(Tâches et exercices)
(a) Traduisez en anglais cette phrase de l'article sur le film Fatwa : « Fatwa est un film fort, citoyen et courageux. »
(b) Recopiez le passage de l'article sur le film Fatwa qui commence par « Corinne Le Brun » et se termine par « continue de battre. ».

(Extrait du texte)
········

Corinne Le Brun
20 February 2019
Après Le Professeur (2012), Mahmoud Ben Mahmoud, qui vit à Bruxelles, s'intéresse à nouveau à la radicalisation religieuse en Tunisie, mais l'aborde cette fois par le prisme du polar (on ne voit jamais le fils), au cœur d'un quartier moderne à Tunis. Fatwa est un film fort, citoyen et courageux. Un vibrant appel à la tolérance pour laquelle la Tunisie continue de battre.
Eventail.be - Fatwa devait être tourné en Belgique. Finalement, il se déroule en Tunisie. Pourquoi ?

········

(Données recueillies)
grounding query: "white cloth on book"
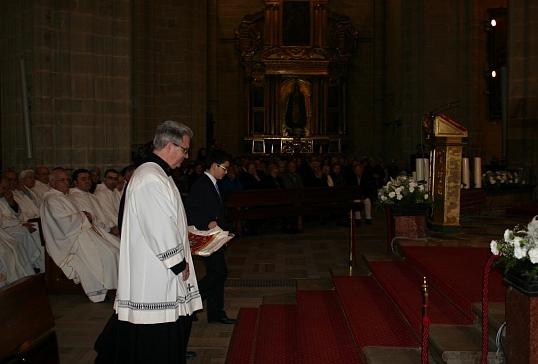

········

(Réponses complètes)
(a) Fatwa is a powerful, civic-minded and courageous film.

(b)
Corinne Le Brun
20 February 2019
Après Le Professeur (2012), Mahmoud Ben Mahmoud, qui vit à Bruxelles, s'intéresse à nouveau à la radicalisation religieuse en Tunisie, mais l'aborde cette fois par le prisme du polar (on ne voit jamais le fils), au cœur d'un quartier moderne à Tunis. Fatwa est un film fort, citoyen et courageux. Un vibrant appel à la tolérance pour laquelle la Tunisie continue de battre.